### Work task
Each record below should be returned word for word, with no pictures included.
** Given records follows **
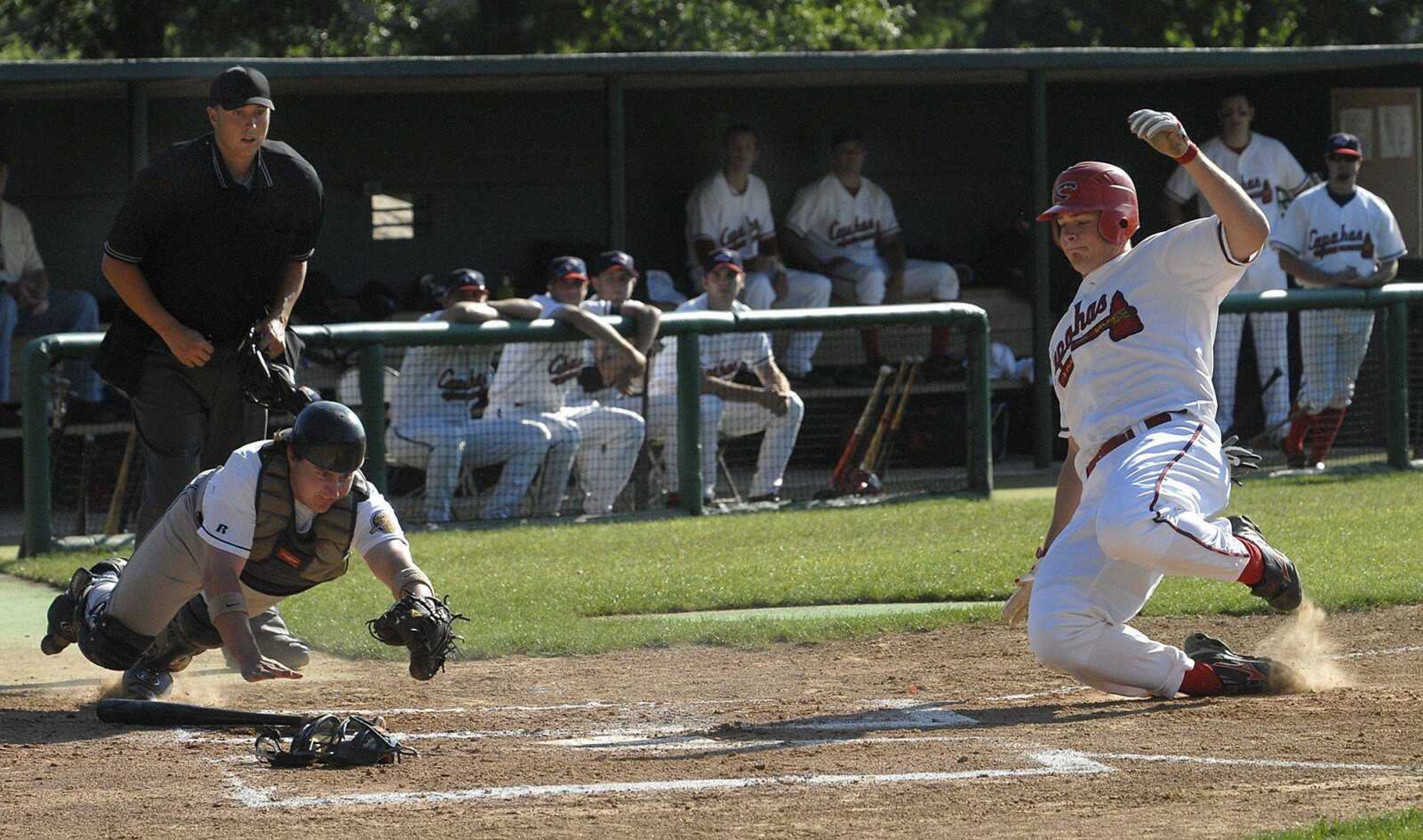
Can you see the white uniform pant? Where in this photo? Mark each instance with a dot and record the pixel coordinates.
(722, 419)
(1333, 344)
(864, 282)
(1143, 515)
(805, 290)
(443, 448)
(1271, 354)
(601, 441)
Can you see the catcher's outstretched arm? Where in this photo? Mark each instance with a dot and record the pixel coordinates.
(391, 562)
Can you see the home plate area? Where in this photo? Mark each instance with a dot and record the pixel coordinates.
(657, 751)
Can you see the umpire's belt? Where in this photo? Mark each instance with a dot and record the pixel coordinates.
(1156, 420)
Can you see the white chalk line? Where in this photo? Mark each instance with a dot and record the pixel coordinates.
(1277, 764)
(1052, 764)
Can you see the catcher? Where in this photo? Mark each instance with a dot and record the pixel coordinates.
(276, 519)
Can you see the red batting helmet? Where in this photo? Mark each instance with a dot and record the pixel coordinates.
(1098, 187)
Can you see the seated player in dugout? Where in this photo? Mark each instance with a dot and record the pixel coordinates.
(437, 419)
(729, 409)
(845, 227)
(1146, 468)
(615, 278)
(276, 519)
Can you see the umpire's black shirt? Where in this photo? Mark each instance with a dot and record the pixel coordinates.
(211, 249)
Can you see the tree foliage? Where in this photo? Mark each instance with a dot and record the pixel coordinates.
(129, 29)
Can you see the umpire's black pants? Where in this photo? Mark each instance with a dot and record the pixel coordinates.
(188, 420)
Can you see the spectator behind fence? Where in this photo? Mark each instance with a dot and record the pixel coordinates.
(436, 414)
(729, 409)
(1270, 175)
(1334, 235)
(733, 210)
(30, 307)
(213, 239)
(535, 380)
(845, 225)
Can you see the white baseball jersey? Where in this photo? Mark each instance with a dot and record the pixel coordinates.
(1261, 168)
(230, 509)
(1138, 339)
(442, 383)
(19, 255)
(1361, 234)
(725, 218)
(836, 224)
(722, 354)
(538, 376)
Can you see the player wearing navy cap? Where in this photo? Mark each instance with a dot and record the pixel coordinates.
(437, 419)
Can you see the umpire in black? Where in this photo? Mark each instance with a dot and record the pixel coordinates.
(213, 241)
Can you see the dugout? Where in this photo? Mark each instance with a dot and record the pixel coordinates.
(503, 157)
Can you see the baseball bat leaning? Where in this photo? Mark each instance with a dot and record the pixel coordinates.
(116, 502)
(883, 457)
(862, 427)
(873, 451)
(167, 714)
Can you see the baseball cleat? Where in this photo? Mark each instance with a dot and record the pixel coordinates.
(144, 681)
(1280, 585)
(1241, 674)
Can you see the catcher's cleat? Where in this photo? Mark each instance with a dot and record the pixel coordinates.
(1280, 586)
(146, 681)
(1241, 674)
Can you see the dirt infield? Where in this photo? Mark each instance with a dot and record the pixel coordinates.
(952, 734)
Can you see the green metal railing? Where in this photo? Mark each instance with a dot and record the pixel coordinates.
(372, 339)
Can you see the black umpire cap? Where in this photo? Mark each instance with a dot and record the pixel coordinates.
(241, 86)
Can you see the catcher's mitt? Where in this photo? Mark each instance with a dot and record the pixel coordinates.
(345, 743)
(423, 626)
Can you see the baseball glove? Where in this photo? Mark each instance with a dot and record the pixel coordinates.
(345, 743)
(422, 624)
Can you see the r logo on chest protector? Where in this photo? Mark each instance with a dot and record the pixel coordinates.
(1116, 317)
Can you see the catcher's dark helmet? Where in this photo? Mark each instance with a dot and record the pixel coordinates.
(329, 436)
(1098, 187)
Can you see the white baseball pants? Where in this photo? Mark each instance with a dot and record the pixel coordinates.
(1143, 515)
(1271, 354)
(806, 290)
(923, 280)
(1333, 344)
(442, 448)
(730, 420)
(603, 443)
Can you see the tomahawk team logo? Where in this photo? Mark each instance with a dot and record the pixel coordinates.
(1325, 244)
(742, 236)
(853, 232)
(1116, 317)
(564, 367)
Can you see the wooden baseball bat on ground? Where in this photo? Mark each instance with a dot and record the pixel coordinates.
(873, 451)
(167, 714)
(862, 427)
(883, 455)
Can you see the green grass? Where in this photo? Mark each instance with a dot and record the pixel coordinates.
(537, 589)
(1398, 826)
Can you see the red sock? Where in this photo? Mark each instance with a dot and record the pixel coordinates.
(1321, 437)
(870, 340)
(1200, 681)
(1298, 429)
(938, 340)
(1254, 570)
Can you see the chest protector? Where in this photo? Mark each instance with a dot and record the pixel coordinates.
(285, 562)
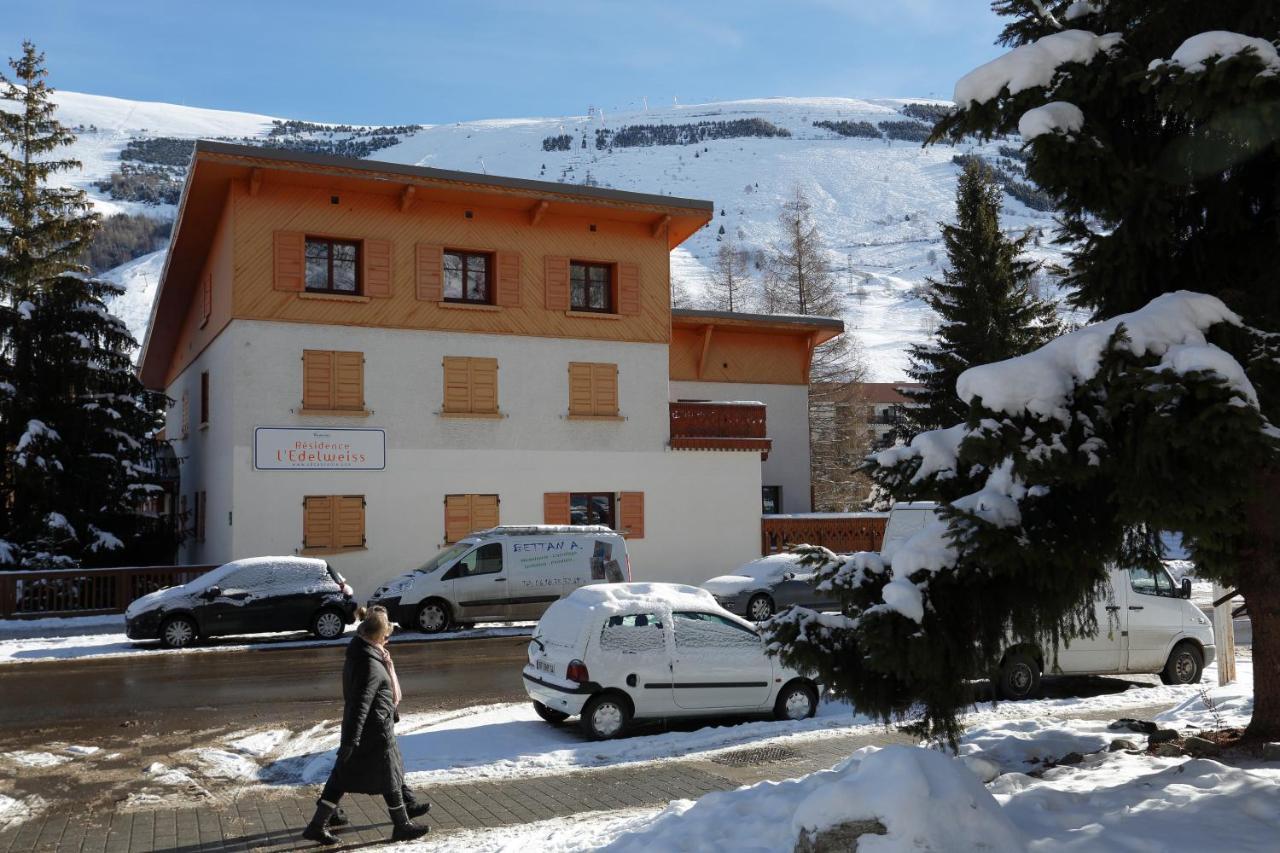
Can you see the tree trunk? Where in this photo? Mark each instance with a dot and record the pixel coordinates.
** End of Given records **
### Result of the task
Can you see the white uniform pant? Where in this photo? Mark each instance with a dot and record the pixel coordinates.
(722, 419)
(1333, 344)
(864, 282)
(1143, 515)
(805, 290)
(443, 448)
(1271, 354)
(601, 441)
Can you see the catcher's outstretched arm? Where in this photo? Mark each instance with a dot and record the pixel coordinates.
(391, 562)
Can you see the home plate area? Where in this photo? Mark each instance with a dot and record the pixel coordinates.
(657, 751)
Can you see the umpire's belt? Where in this photo? Mark each instance with a dot and record the pixel coordinates.
(1156, 420)
Can you see the white chalk line? Where in this photo? Mark each instance with a dot and record the pixel coordinates.
(1277, 764)
(1052, 764)
Can you see the catcher? Where in this photo? Mark each instance with a dot and record the pixel coordinates.
(276, 519)
Can you see the red batting helmet? Where in this photo? Mark each instance with a dot and record the pixel coordinates.
(1098, 187)
Can you see the seated player in dugout? Where in this photo? Mark each instance with a dot and record the pixel coordinates.
(437, 419)
(729, 409)
(845, 227)
(1146, 468)
(615, 278)
(276, 519)
Can you see the umpire's black shirt? Where in this photo? Mark each instance with a dot and record the pixel coordinates.
(211, 249)
Can you see the tree foliage? Where in this photo? Mark each instance with a dot and record the pixel coordinates.
(129, 29)
Can you see the umpire's black pants? Where in this photo? Mark each instance with a dot and record the pixel coordinates.
(188, 420)
Can you see the spectator behind fence? Where in this photo? Mark each instance with a dot and record the pixel coordinates.
(436, 414)
(729, 409)
(1270, 175)
(1334, 235)
(733, 210)
(30, 307)
(213, 239)
(535, 380)
(845, 225)
Can you see the white baseball jersey? Where in this photo? Mark each instance with a dot and record the pixel coordinates.
(1261, 168)
(230, 509)
(1138, 339)
(442, 383)
(19, 255)
(1361, 234)
(725, 218)
(836, 224)
(722, 354)
(538, 376)
Can you see the player wearing navy cap? Where in this photo? Mark each instance with a dot and record the pixel coordinates.
(437, 419)
Can you see the umpire in black? Where in this photo? Mark each instance with a dot and record the pixel coordinates.
(213, 241)
Can you see the dugout? Where in this photo? Mark each instance with a dot and record the pixel coordinates.
(503, 157)
Can you see the baseball bat leaning? Where in this photo? Mark each instance with a dot and record the pixel coordinates.
(116, 502)
(883, 457)
(862, 427)
(873, 451)
(167, 714)
Can you see the baseball cleat? Where in this photo? Mark each instance with a dot and record the pixel coordinates.
(144, 681)
(1280, 585)
(1241, 674)
Can you see the catcher's cleat? Where in this photo? Mark each instance with a dot and record the pixel coordinates.
(1280, 586)
(146, 681)
(1241, 674)
Can you see the dirt infield? Where in this photo? Mark each instance with a dot and record the pixel coordinates.
(952, 734)
Can you see the green metal railing? Where in this photo? Mark each instance with a dot and record the pixel coordinates.
(372, 339)
Can you see the black umpire cap? Where in this photo? Mark each instance with a dot and record the pixel coordinates.
(241, 86)
Can you see the catcher's mitt? Where in this photo? Mark each instance with a dot and record the pixel coordinates.
(345, 743)
(423, 626)
Can you see the baseball glove? Where in this photo? Mark each instance with a dot and record the pixel coordinates.
(345, 743)
(422, 624)
Can you see the r logo on chest protector? Where in this photo? Mark each instance with a dot and record the pixel coordinates.
(1116, 317)
Can you see the catcher's dark helmet? Where in this photo? Mark each instance with a dot and record the pixel coordinates.
(329, 436)
(1098, 187)
Can you see the white baseball pants? Where in this photo? Mark each instance with a dot and record the pixel coordinates.
(1143, 515)
(1271, 354)
(806, 290)
(923, 280)
(1333, 344)
(442, 448)
(730, 420)
(603, 443)
Can you see the tomahawk team logo? Where in this photo? Mark each instance with a dot and record the pixel coordinates.
(1325, 244)
(742, 236)
(853, 232)
(1116, 317)
(564, 367)
Can you see the wooden baseball bat on ground? Where in this photo? Mark each instance with a dot and record the pixel coordinates.
(873, 451)
(167, 714)
(862, 427)
(883, 455)
Can you see the green grass? Where in this photo? Mark each instance with a dot and record the pixel coordinates.
(537, 589)
(1398, 826)
Can you see the red sock? Where in this photo? Mark each instance with a dot and record the pixel coordinates.
(1321, 437)
(870, 340)
(1200, 681)
(1298, 429)
(938, 340)
(1254, 570)
Can you see the chest protector? Where in this photo? Mark each instance with a dot and record the pixel coordinates.
(285, 562)
Can you see the tree trunk? Where in this photo? Mark each instance with a dot and record the pixel coordinates.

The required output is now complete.